::: Material shown

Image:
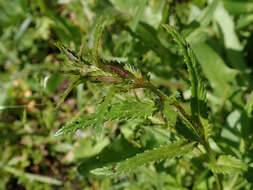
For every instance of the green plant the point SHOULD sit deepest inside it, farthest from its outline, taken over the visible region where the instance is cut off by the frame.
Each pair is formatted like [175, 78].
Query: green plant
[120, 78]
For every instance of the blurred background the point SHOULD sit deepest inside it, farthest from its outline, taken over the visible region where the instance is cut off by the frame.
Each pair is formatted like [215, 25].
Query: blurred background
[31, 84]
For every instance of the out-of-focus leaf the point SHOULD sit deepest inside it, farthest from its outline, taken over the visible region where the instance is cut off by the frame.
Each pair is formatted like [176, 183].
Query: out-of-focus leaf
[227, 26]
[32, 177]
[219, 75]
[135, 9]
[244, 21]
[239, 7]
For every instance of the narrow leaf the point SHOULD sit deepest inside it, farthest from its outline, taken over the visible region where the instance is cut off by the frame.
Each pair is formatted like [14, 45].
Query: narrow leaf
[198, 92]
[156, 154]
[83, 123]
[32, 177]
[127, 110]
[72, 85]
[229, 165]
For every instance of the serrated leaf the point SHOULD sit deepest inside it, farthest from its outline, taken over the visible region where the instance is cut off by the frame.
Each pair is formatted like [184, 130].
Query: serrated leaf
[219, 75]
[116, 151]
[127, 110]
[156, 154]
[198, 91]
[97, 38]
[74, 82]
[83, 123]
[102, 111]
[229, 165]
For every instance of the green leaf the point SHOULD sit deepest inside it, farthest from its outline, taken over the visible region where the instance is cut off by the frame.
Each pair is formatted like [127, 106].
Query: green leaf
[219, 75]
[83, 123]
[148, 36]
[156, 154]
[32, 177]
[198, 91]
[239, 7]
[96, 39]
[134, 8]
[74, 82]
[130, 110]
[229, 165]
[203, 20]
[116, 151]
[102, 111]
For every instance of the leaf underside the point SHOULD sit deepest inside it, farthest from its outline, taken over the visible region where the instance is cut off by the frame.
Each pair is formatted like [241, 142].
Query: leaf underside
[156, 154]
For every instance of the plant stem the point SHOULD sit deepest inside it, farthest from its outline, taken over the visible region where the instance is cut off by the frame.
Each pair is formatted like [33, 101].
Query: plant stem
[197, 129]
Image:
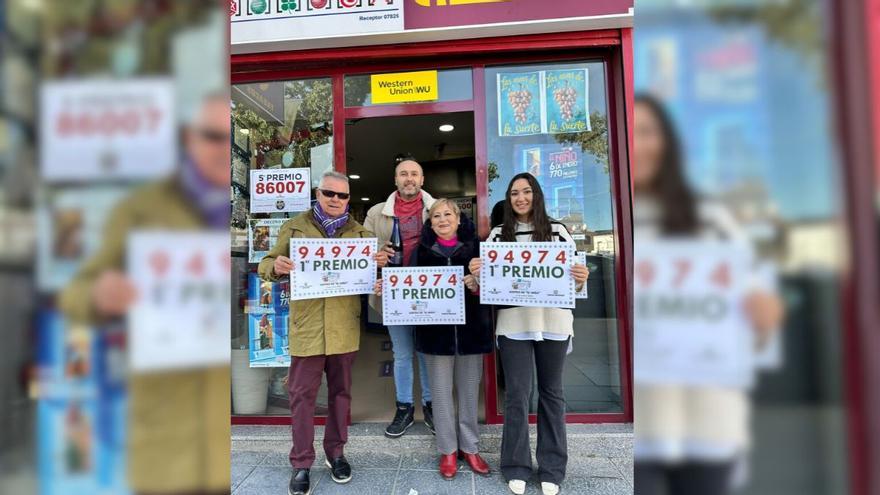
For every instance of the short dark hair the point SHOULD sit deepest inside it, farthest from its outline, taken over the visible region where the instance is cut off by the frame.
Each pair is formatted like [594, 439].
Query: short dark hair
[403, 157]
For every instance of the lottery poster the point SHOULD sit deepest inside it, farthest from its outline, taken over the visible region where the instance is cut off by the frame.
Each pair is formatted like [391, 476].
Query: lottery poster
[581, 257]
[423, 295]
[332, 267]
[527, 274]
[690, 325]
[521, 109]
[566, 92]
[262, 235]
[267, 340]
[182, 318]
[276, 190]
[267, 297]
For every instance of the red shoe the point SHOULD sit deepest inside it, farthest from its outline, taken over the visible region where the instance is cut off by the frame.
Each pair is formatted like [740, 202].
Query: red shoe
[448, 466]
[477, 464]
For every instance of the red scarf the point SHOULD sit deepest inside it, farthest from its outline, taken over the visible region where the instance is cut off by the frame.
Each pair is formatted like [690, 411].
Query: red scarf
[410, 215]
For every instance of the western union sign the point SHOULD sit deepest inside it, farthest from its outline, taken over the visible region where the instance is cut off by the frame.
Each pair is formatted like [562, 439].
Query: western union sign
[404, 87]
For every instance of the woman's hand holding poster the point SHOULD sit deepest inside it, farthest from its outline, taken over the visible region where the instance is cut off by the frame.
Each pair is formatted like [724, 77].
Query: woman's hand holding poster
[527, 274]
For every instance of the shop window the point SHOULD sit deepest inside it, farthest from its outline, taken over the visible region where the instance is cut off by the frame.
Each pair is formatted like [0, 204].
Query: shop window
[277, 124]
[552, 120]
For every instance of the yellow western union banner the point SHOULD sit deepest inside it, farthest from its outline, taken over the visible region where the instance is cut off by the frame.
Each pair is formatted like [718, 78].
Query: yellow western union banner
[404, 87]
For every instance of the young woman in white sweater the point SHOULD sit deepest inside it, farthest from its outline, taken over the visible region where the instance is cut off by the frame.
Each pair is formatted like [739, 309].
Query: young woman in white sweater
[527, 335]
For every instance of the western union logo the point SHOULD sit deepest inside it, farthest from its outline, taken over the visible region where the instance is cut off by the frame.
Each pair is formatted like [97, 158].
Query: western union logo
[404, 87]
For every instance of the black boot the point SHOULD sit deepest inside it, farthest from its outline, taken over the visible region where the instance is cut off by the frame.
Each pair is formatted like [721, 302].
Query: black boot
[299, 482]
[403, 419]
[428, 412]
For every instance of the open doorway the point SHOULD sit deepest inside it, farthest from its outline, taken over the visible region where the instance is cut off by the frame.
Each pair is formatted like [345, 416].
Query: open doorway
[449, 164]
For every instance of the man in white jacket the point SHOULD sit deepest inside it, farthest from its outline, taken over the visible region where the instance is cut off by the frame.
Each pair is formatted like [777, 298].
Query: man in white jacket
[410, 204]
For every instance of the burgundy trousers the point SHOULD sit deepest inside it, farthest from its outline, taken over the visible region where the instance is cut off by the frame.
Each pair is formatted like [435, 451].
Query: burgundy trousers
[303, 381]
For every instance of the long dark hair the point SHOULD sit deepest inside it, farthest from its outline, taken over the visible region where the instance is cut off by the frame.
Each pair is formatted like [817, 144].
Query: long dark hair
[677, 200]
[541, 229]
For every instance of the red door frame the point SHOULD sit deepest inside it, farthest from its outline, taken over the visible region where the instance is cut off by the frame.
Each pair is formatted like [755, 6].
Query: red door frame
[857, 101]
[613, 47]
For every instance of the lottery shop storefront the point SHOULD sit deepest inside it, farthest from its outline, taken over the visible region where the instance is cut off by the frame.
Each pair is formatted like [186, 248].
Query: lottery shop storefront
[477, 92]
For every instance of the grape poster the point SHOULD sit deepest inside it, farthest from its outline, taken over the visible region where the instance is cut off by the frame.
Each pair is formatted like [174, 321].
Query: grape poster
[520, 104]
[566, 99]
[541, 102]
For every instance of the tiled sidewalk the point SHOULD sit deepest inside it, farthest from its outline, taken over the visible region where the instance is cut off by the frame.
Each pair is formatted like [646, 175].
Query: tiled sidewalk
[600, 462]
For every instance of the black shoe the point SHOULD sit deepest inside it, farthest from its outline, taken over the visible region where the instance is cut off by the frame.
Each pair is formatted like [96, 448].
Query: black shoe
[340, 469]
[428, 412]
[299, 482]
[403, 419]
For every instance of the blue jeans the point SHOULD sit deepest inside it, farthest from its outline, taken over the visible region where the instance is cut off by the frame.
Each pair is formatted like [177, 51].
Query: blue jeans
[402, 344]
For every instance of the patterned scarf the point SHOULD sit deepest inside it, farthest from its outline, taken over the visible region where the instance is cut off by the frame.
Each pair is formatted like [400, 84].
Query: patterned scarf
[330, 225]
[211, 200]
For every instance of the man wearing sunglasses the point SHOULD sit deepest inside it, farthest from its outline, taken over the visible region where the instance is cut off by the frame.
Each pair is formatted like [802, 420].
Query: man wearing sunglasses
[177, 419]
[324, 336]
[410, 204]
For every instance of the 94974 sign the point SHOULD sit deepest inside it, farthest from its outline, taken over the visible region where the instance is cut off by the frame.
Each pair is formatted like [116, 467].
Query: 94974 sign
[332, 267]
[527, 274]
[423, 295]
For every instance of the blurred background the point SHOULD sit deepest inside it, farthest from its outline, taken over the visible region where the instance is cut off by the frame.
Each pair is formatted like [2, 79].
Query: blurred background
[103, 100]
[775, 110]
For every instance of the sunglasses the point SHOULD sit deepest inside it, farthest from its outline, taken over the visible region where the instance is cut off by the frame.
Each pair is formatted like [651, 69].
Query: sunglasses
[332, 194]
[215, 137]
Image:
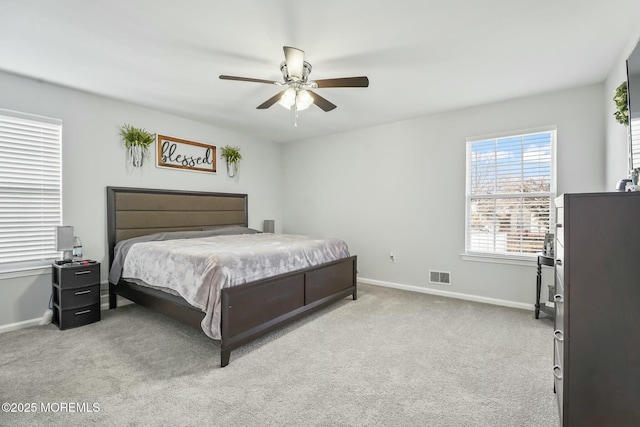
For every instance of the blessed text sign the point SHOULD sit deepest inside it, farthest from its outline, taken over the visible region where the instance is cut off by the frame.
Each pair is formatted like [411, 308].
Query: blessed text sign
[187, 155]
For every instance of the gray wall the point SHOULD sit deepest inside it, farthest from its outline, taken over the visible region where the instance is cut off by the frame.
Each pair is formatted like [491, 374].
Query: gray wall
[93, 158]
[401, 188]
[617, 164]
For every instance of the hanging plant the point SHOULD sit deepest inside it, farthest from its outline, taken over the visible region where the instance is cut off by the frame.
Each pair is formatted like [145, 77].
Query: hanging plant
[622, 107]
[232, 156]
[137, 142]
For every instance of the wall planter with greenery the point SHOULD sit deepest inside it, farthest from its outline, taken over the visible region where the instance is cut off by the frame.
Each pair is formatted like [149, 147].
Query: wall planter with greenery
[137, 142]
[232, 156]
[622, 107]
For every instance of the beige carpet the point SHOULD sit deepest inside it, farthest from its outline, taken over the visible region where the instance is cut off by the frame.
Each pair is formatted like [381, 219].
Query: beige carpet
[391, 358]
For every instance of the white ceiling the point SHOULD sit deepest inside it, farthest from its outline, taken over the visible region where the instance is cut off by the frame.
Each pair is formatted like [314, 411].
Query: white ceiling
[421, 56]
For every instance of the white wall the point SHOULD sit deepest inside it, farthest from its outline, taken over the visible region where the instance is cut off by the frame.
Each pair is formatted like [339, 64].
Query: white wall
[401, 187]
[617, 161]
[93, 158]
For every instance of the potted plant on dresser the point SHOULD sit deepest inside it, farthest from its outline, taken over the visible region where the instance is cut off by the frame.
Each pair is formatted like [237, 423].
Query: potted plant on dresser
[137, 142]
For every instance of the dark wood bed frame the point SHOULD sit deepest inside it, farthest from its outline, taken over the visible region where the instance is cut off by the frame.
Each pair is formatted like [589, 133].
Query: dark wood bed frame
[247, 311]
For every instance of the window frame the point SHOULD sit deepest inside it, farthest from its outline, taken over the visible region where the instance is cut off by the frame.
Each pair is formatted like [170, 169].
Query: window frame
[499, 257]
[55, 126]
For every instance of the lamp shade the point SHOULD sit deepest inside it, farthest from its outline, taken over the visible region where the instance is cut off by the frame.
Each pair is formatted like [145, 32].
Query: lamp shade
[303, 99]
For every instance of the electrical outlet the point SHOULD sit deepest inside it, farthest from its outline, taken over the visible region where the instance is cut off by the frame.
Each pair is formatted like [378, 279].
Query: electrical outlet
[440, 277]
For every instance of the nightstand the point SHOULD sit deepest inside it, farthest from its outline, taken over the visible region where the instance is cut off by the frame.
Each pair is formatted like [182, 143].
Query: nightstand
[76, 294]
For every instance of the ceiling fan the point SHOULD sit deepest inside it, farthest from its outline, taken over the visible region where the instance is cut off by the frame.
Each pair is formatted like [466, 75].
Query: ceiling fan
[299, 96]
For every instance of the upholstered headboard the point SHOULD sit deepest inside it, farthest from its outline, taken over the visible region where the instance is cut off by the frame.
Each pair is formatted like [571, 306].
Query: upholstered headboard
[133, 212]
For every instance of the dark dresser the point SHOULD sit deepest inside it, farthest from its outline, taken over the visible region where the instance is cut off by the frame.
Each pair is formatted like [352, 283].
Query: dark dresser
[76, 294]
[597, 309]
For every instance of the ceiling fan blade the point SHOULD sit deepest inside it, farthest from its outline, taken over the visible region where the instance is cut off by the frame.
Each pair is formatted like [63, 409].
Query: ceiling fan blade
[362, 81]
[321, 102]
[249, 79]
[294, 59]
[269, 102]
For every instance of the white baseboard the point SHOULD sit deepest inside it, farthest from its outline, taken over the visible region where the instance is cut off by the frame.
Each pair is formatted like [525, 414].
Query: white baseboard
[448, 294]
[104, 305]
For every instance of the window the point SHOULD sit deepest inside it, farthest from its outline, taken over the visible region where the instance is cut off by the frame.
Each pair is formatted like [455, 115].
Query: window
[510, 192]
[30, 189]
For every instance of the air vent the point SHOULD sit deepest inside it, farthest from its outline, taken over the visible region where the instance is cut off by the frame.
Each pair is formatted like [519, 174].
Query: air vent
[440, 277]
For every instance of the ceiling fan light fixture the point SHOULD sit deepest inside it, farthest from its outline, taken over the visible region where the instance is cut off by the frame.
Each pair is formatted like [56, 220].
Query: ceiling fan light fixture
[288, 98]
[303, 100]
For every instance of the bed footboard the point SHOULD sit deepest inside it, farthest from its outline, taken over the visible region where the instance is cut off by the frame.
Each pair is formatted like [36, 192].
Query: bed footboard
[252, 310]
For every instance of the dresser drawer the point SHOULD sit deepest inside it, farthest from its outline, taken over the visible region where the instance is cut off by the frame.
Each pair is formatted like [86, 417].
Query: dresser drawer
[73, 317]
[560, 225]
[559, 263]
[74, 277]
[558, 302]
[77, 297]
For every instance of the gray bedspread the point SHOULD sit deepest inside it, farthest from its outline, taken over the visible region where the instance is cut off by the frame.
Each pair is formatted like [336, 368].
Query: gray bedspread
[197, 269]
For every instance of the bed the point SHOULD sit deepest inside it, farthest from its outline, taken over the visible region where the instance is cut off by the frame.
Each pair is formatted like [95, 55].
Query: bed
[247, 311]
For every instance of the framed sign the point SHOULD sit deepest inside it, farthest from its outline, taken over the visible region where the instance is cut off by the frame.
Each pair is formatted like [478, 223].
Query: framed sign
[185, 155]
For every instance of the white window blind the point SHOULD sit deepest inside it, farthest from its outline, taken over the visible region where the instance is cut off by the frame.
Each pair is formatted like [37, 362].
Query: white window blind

::::::

**Goal**
Nothing but the lines from the line with "For every instance of the air" to the last line of the listing above should appear; please retype them exactly, both ends included.

**Answer to the exercise**
For every instance of the air vent the point SHOULD sit deepest inside it, farthest from its outline, taken over the visible region where the instance is cut off by the frame.
Each pair is formatted like [519, 174].
Query: air vent
[440, 277]
For every instance of the ceiling fan light fixture the point SHOULD sit deepest inside it, farthest from its outline, taken over the visible region where the instance is cut off by the frame.
Each pair is formatted like [56, 220].
Query: ceiling fan light fixture
[288, 98]
[303, 100]
For every instance of the bed footboard the point SHOULD sit deepest inside it, farthest from its outline, taken over the visible region where the instance is cut off by the frame.
Each pair is formatted like [36, 192].
Query: bed footboard
[252, 310]
For every instance of the dresser drawer the point SHOULD sit deepest inside it, farthest from its outline, taken over the visible region where the instance is cut off by the frame.
Each pair is formatted like [86, 417].
Query: dresser drawer
[73, 317]
[560, 225]
[559, 263]
[74, 277]
[558, 302]
[77, 297]
For every instance of the gray bedspread the point SHOULD sit deepest inside it, farthest from its outline, taken over the visible region where the instance is cut off by the frame.
Each pair is formatted like [336, 368].
Query: gray bedspread
[197, 269]
For every instance of the bed the point SHOULD sit deepest inside it, farthest from its outline, taken over the visible region where the instance is cut off by the frame.
Each pair is formatted like [95, 55].
Query: bed
[247, 311]
For every instance of the framed sign the point SHOULD sit deepest inside it, farthest from its outline, taken over the visible region where the instance is cut off by the frame.
Each pair is formatted like [478, 223].
Query: framed sign
[185, 155]
For every instance of the white window blind the point SHOULD sit deepest inside it, farthest from its outline, taken over the visible region where the instance is cut off by the frame.
Each pair is formatted like [37, 362].
Query: white window blind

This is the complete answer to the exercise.